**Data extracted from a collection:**

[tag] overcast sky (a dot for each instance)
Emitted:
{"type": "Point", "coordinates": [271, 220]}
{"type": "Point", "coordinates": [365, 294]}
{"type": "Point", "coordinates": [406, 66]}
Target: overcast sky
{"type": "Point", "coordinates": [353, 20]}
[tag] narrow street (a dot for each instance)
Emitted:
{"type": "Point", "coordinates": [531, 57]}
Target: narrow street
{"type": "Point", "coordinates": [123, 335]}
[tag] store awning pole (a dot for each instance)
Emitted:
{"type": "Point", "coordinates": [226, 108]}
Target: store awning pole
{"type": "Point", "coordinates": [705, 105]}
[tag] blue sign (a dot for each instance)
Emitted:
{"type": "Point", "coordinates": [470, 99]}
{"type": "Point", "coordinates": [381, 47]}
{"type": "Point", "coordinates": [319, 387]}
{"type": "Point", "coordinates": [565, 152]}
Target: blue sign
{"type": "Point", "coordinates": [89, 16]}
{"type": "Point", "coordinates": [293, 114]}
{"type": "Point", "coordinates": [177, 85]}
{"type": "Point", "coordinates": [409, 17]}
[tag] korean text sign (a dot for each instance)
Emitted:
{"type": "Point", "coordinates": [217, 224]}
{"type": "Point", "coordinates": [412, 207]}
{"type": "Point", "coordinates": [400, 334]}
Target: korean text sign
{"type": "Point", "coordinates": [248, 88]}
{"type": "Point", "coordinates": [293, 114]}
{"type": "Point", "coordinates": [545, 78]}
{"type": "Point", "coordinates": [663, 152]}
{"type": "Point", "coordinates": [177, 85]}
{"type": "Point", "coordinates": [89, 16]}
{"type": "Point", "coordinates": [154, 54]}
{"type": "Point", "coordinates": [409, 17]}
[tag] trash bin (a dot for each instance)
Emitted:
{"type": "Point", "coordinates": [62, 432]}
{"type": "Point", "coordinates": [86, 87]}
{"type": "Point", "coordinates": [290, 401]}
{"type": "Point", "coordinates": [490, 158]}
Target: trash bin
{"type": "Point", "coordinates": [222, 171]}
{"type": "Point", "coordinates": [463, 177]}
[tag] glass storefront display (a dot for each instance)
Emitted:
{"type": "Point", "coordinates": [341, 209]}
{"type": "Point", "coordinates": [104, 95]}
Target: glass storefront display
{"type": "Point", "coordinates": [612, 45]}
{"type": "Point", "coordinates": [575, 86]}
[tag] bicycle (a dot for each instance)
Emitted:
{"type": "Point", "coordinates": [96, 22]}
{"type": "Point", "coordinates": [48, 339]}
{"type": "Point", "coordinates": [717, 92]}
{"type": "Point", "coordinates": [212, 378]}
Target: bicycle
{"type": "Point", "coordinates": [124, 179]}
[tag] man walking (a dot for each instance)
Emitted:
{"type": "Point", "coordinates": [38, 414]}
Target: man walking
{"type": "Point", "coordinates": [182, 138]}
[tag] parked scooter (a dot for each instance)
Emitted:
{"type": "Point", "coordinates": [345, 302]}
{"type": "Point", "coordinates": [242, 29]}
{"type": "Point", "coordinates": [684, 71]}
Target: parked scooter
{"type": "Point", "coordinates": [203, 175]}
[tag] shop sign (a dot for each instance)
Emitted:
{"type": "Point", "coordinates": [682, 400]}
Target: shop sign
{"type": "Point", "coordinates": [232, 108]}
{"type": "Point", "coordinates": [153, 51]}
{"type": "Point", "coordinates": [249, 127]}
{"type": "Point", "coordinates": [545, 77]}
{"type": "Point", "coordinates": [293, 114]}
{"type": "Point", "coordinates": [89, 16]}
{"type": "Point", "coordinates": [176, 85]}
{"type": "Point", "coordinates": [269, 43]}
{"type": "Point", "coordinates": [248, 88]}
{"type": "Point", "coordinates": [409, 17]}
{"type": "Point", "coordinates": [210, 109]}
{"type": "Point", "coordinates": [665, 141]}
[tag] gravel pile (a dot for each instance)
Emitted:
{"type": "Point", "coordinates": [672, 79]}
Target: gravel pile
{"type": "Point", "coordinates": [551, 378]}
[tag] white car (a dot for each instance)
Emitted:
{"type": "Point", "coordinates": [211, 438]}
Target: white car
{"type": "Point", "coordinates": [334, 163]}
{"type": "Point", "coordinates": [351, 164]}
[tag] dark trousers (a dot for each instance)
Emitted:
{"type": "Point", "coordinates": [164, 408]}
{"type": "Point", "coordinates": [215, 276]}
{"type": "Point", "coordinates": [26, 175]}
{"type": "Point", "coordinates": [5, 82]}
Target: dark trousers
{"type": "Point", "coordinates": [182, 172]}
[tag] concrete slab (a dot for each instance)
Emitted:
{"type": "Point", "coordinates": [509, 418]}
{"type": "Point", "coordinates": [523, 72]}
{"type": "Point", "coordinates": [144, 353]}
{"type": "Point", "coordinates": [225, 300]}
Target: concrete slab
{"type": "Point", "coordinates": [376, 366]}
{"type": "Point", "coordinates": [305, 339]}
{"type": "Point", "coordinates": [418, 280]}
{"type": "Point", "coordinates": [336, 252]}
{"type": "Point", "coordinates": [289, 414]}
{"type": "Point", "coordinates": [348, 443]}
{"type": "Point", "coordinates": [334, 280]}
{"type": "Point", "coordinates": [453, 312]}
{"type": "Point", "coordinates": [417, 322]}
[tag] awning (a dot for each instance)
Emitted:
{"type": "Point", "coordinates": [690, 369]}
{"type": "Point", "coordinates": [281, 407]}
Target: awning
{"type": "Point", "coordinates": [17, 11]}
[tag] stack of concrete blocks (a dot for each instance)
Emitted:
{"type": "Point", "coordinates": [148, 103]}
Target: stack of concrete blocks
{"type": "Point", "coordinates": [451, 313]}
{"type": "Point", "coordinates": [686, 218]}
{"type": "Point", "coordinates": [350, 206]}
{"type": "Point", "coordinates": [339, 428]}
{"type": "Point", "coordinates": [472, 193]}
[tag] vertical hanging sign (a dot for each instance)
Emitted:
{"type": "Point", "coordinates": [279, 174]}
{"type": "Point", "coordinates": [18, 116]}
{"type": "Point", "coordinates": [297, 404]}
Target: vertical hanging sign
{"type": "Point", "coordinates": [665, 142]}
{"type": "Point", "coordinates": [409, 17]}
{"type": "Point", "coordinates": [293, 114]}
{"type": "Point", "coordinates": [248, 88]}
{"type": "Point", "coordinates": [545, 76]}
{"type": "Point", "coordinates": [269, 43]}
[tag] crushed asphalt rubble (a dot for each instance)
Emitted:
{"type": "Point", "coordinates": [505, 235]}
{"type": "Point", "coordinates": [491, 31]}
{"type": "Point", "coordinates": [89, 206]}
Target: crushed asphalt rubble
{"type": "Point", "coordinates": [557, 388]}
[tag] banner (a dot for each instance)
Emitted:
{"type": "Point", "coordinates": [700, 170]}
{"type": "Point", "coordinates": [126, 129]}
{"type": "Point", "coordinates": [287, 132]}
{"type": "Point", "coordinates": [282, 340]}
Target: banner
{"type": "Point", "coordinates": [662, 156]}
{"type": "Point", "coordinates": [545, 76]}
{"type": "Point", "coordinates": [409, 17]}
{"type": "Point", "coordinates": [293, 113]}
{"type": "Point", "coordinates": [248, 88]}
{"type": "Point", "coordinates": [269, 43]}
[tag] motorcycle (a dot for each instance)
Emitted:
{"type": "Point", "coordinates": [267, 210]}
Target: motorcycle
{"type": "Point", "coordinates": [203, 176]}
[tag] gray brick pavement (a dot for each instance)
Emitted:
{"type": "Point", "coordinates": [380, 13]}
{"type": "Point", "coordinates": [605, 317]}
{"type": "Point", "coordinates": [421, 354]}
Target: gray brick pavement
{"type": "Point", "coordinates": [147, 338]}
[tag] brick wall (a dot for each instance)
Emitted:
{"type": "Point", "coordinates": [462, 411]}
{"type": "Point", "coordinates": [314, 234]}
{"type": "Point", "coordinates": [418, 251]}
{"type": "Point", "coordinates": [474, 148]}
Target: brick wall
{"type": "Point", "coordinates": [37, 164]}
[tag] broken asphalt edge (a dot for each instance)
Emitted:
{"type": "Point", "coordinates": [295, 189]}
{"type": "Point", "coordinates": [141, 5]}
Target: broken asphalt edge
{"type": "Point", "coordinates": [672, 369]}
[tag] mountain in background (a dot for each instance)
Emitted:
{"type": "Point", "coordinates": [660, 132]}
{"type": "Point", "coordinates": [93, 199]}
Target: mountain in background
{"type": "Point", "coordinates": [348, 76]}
* * *
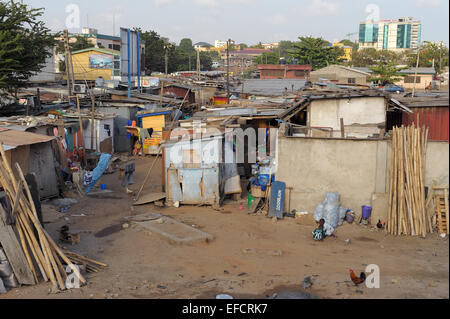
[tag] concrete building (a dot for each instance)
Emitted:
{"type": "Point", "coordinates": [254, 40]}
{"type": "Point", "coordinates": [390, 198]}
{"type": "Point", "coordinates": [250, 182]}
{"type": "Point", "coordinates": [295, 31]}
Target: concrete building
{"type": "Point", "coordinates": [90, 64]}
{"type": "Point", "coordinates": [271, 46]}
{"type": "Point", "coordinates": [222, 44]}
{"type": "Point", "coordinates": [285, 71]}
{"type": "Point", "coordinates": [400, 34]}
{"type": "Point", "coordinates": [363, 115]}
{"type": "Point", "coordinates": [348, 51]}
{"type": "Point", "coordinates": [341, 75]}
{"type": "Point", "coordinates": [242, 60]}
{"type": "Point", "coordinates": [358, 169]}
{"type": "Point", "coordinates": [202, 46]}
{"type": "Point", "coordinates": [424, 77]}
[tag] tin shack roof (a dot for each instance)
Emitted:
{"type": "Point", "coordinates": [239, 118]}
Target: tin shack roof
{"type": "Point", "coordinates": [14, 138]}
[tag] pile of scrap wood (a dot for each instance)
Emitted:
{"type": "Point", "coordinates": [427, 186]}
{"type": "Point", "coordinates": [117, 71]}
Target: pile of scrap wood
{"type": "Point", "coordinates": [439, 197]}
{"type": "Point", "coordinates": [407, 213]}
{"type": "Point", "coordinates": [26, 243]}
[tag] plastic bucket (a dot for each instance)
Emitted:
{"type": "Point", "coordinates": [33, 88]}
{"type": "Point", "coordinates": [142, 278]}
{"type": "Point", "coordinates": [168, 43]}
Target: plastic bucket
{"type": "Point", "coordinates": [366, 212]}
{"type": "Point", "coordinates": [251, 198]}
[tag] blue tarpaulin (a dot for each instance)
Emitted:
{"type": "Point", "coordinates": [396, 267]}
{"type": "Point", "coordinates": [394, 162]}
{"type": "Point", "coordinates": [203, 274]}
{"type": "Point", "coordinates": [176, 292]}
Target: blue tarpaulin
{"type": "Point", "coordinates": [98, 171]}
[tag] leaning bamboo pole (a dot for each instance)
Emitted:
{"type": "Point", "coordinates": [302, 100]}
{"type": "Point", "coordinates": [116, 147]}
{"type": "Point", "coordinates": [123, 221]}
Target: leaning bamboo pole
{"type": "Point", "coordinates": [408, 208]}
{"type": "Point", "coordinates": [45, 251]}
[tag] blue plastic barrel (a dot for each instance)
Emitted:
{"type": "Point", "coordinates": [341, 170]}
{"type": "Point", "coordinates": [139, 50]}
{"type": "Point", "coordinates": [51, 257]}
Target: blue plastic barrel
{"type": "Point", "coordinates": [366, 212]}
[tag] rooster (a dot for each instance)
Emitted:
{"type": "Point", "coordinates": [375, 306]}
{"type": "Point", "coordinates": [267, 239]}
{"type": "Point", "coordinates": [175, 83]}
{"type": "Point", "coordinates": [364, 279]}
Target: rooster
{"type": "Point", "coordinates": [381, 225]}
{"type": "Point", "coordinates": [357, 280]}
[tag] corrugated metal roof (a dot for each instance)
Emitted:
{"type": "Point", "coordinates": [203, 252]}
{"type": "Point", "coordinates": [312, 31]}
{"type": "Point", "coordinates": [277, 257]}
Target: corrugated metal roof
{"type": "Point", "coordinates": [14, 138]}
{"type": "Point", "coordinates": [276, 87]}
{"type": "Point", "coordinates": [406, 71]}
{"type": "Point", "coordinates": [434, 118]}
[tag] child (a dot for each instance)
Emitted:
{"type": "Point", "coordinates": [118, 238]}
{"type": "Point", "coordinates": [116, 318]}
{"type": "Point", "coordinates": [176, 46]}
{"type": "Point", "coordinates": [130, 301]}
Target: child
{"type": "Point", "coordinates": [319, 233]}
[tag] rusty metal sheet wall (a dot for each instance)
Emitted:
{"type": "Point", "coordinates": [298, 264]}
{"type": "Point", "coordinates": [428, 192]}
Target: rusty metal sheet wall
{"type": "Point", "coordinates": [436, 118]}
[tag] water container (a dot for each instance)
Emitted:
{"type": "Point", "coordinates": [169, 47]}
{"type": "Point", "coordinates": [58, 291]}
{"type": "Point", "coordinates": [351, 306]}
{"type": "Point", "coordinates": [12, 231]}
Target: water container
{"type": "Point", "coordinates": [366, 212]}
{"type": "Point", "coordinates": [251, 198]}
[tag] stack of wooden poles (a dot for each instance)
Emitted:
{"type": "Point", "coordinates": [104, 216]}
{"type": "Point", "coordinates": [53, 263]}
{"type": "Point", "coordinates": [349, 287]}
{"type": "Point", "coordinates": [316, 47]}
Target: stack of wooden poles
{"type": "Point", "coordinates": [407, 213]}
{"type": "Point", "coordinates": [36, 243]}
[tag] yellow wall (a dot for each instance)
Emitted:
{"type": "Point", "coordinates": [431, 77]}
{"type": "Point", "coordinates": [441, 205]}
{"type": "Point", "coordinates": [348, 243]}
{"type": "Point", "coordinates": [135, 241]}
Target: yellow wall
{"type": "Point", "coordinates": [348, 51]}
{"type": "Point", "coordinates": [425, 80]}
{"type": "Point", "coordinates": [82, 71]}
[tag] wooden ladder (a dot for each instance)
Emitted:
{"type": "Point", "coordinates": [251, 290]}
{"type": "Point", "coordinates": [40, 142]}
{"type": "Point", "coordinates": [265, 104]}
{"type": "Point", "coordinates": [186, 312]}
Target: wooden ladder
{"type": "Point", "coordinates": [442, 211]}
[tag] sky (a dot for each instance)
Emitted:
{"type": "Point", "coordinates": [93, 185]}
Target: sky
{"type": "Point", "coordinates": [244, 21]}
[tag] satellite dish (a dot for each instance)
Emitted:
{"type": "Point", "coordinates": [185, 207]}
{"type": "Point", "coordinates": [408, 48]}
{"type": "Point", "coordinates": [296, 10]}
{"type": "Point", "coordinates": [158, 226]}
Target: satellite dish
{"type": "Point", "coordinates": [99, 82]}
* * *
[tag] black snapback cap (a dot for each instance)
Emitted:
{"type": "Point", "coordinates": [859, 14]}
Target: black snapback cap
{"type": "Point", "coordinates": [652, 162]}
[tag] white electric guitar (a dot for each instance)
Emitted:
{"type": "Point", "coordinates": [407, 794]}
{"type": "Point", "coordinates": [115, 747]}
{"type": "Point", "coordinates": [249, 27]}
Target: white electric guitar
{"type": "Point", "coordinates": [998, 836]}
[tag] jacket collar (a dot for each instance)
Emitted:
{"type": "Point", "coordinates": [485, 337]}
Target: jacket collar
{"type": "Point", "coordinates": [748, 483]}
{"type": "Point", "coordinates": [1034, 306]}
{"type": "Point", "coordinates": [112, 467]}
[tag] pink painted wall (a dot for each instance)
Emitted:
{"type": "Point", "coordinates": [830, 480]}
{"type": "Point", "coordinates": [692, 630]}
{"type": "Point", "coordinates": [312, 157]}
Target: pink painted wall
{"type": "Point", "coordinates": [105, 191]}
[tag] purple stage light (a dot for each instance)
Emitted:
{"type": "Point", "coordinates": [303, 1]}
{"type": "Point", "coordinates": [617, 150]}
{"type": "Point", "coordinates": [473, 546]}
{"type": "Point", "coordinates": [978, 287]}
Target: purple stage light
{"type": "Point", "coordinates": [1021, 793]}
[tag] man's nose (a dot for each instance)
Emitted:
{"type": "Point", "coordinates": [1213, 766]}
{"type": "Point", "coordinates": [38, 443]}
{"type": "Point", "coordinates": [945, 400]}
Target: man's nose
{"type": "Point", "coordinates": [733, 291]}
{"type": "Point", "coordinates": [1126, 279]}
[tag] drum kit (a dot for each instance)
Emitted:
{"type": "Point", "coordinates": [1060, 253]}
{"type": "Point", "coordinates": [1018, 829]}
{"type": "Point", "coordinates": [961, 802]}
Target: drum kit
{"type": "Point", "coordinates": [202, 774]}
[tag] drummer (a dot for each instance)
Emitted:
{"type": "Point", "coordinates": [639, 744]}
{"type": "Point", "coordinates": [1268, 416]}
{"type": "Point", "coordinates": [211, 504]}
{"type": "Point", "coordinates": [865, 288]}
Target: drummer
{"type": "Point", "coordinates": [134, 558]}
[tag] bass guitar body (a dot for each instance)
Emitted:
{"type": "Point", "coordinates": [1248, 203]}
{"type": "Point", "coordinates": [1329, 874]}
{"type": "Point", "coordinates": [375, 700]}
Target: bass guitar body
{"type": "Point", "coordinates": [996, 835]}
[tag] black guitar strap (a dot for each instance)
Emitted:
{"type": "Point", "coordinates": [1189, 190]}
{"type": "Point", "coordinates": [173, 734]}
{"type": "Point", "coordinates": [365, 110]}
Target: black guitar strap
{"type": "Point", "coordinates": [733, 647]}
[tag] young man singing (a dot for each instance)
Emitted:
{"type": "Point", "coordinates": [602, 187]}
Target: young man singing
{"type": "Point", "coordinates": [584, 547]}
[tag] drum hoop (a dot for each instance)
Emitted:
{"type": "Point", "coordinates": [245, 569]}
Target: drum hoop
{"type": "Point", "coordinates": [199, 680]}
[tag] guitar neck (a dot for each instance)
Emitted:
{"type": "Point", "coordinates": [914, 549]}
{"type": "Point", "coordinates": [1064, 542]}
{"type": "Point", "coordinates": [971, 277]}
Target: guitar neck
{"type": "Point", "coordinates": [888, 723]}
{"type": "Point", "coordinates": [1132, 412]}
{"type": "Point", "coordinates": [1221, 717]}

**Required task:** Count the lines of the listing above that contain the string "guitar", with case significant. Reply with only the number.

**Response below:** 8